* DATA EXTRACT *
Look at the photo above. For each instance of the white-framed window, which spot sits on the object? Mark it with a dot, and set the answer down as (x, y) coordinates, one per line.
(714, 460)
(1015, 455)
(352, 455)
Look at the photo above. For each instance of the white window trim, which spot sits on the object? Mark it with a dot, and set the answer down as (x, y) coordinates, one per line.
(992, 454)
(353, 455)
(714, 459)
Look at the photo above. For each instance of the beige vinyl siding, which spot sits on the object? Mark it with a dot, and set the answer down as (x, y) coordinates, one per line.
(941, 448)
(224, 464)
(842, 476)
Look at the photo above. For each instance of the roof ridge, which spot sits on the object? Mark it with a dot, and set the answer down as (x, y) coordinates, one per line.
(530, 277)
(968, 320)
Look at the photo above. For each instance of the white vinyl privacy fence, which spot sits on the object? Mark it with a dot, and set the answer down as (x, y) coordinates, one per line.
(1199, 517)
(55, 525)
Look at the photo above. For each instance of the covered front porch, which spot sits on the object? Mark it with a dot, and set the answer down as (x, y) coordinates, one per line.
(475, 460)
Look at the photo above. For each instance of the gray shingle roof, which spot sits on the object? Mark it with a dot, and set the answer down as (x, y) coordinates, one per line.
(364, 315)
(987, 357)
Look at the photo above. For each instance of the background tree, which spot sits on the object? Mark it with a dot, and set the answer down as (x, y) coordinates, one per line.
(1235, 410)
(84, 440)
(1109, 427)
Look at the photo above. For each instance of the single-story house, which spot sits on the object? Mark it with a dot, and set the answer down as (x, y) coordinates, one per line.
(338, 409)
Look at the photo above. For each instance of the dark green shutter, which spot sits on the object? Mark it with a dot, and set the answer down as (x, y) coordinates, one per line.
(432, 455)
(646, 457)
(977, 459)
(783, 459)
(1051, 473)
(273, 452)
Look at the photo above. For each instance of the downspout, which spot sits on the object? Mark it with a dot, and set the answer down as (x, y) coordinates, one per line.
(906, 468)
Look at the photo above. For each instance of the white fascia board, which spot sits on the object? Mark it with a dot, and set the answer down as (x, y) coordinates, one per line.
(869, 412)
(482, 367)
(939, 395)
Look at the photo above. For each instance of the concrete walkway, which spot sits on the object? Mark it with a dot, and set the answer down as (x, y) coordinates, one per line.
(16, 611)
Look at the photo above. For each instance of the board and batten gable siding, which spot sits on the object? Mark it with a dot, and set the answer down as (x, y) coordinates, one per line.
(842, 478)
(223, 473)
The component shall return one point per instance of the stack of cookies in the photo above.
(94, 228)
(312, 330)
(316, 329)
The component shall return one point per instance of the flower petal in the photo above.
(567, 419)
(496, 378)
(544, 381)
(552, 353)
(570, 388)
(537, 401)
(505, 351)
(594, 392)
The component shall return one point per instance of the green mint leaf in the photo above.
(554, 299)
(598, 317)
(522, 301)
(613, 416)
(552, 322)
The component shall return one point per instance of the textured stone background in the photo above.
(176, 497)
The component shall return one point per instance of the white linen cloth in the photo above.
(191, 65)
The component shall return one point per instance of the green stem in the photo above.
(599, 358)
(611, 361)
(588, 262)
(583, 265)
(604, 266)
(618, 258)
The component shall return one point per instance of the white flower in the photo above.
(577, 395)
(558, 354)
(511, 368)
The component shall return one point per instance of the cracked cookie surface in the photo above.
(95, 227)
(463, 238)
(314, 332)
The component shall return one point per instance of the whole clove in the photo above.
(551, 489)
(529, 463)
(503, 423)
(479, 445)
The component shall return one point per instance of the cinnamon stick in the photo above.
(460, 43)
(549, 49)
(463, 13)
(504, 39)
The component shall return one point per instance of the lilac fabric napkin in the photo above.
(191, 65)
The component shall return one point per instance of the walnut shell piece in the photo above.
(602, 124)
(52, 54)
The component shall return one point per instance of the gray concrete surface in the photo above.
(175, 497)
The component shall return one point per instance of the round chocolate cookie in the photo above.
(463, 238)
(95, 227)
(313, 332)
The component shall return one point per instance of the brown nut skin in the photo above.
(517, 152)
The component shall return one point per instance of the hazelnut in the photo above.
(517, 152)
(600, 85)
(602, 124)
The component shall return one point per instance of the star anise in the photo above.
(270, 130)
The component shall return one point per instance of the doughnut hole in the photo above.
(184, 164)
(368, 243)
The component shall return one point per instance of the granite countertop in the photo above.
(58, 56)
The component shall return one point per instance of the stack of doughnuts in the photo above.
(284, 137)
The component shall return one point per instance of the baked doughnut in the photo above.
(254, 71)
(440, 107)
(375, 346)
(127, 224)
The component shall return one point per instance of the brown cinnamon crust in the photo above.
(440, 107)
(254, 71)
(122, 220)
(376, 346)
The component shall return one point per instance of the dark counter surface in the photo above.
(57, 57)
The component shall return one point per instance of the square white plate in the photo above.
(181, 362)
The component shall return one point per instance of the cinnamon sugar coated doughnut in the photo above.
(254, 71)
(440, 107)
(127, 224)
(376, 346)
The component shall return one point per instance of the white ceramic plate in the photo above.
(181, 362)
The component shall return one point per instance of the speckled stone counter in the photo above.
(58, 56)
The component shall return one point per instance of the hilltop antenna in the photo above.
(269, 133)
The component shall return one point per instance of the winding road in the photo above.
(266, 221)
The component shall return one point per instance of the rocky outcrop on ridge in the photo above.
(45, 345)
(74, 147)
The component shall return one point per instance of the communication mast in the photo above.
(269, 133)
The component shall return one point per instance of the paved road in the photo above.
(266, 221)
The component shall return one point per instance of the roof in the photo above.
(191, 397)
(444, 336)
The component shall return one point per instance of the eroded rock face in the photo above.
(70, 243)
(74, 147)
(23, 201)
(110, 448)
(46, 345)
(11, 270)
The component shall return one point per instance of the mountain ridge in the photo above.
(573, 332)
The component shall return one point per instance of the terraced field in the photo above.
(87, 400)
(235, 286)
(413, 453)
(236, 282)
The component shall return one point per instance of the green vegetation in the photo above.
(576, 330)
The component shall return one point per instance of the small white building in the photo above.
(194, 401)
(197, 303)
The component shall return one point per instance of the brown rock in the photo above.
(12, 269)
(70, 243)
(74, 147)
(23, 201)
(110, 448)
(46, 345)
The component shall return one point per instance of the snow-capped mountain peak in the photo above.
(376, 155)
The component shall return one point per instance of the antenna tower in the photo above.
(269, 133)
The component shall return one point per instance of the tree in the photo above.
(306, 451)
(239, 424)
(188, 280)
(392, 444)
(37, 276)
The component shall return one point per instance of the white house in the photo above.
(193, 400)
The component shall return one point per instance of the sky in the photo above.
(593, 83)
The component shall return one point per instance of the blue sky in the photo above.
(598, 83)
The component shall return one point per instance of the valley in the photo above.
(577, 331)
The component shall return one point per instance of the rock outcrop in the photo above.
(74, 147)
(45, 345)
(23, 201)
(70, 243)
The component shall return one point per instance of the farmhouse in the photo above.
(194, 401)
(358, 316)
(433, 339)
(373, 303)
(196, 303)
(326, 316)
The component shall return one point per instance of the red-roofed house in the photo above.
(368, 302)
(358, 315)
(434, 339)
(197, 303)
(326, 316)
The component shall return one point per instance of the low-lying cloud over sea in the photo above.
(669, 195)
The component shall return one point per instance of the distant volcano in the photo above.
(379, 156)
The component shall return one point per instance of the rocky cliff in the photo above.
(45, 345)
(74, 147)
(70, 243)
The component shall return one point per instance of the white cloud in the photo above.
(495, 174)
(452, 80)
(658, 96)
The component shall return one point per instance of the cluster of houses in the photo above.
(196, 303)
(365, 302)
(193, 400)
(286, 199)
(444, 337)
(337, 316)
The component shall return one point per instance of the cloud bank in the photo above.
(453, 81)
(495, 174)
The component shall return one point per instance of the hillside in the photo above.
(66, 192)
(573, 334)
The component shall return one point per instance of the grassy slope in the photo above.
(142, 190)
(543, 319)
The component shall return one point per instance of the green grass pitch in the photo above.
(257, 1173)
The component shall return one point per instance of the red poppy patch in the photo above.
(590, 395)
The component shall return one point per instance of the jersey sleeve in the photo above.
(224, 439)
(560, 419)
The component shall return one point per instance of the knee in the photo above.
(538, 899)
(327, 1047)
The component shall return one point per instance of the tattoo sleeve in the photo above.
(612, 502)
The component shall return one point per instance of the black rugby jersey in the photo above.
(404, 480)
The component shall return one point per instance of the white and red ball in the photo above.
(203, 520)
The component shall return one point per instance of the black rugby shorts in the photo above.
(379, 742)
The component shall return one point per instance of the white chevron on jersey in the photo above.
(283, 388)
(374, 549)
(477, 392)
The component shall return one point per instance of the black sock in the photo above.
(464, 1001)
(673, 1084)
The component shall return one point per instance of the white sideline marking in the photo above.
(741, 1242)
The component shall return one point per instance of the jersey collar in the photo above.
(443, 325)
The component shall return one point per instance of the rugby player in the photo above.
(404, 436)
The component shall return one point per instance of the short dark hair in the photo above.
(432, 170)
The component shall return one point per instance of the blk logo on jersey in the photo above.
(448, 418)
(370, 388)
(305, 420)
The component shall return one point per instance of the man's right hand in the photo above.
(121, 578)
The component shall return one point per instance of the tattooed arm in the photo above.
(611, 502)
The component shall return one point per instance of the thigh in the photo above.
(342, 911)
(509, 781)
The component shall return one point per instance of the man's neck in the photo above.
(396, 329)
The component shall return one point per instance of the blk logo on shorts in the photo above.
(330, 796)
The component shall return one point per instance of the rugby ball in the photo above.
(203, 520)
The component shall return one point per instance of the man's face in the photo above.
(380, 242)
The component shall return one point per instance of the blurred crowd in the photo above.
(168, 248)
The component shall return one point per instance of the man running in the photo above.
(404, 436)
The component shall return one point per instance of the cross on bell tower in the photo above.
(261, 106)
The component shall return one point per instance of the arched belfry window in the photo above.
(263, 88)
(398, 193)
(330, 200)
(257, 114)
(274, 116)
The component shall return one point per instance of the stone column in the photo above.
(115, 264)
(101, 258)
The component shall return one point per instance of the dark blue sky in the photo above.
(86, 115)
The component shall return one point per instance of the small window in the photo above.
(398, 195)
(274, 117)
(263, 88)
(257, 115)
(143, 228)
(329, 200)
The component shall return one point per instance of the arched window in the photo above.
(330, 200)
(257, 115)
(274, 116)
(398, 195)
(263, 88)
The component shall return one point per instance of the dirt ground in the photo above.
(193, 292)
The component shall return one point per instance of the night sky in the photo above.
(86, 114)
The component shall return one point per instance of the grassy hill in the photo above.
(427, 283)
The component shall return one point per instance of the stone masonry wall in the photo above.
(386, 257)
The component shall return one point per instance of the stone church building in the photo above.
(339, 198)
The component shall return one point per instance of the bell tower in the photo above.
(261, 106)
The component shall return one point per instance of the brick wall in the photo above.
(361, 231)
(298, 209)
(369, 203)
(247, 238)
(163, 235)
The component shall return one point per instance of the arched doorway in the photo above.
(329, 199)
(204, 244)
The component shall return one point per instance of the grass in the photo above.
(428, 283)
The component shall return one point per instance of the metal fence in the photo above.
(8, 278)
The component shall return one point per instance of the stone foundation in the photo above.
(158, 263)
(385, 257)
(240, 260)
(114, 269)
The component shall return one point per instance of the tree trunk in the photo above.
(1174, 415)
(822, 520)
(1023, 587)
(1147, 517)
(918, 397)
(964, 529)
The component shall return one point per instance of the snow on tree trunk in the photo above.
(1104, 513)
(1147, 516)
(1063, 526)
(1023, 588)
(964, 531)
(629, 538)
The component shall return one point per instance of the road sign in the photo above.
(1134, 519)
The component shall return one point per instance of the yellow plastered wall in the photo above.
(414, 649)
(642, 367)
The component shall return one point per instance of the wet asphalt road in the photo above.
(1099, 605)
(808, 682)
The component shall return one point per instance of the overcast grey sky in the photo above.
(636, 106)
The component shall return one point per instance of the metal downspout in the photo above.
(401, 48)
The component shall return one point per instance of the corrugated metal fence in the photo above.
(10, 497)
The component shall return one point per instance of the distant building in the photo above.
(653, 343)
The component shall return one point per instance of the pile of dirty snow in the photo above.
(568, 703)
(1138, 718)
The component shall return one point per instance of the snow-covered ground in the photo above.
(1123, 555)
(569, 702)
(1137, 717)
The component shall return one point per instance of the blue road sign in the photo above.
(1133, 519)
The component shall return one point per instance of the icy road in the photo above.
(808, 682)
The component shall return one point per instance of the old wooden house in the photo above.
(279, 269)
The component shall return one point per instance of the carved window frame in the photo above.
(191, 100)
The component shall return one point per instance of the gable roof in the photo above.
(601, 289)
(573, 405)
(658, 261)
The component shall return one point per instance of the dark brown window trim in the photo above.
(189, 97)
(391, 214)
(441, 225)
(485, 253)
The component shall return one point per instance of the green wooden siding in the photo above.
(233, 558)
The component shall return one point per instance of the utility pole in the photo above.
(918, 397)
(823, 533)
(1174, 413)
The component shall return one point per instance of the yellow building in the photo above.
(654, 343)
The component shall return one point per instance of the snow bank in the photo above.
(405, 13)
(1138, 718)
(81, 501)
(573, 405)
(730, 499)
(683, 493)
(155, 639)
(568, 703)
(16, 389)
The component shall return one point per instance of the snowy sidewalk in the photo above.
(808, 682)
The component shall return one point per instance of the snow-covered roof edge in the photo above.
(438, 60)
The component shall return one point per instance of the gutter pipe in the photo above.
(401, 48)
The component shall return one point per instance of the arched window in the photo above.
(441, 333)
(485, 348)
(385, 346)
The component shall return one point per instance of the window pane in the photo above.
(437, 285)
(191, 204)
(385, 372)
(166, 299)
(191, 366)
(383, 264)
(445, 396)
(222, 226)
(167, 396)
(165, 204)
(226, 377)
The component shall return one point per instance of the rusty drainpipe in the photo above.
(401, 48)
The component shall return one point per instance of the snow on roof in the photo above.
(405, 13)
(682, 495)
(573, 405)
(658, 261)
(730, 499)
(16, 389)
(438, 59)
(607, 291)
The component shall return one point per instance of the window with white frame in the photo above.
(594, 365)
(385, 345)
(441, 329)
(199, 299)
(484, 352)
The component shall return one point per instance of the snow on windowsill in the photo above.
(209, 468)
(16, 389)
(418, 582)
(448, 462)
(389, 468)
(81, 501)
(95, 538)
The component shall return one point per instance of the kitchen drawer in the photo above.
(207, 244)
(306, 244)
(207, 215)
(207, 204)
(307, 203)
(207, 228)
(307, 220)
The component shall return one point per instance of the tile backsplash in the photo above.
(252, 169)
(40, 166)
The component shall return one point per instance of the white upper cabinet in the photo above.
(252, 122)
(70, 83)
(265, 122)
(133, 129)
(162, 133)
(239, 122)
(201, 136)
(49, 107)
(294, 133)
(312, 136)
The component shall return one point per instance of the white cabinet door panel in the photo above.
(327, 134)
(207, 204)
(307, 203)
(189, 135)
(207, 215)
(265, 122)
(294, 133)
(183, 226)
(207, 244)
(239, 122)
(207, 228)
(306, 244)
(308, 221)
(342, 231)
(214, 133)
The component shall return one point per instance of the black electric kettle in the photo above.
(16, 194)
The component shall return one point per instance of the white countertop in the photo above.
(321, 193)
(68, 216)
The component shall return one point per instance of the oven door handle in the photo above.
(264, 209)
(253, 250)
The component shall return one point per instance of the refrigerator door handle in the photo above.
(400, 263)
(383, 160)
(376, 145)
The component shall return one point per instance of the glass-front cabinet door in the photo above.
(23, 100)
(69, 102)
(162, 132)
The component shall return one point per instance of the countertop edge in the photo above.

* WHAT YOU SHOULD DO *
Reproduce, word for word, every line starting at the line that contains "cabinet in the photo above." and ending with the final line of the entries.

* RESULT OF THE EXERCISE *
The component shall return one point per instance of the white upper cabinet in the photo above.
(252, 122)
(70, 83)
(265, 122)
(133, 129)
(162, 133)
(239, 122)
(201, 136)
(49, 107)
(294, 133)
(312, 136)
The component shall return one point per instance of the white cabinet door panel in the photo above.
(327, 134)
(207, 204)
(307, 203)
(189, 135)
(207, 215)
(265, 122)
(294, 133)
(183, 226)
(207, 244)
(239, 122)
(207, 228)
(306, 244)
(308, 221)
(342, 231)
(214, 133)
The component shall return one point per instance of the black electric kettle in the photo above.
(16, 194)
The component shall return one point per instance of the white countertop in the photo above.
(321, 193)
(68, 216)
The component shall return one point per instance of the oven door handle in the photo above.
(264, 209)
(253, 250)
The component shall return one point per instance of the refrigerator door handle in the photo above.
(400, 263)
(383, 160)
(376, 145)
The component shall return one point per instance of the glass-front cabinet door in the photo above.
(23, 100)
(69, 102)
(162, 132)
The component shall return one point per instance of the countertop edge in the photo above.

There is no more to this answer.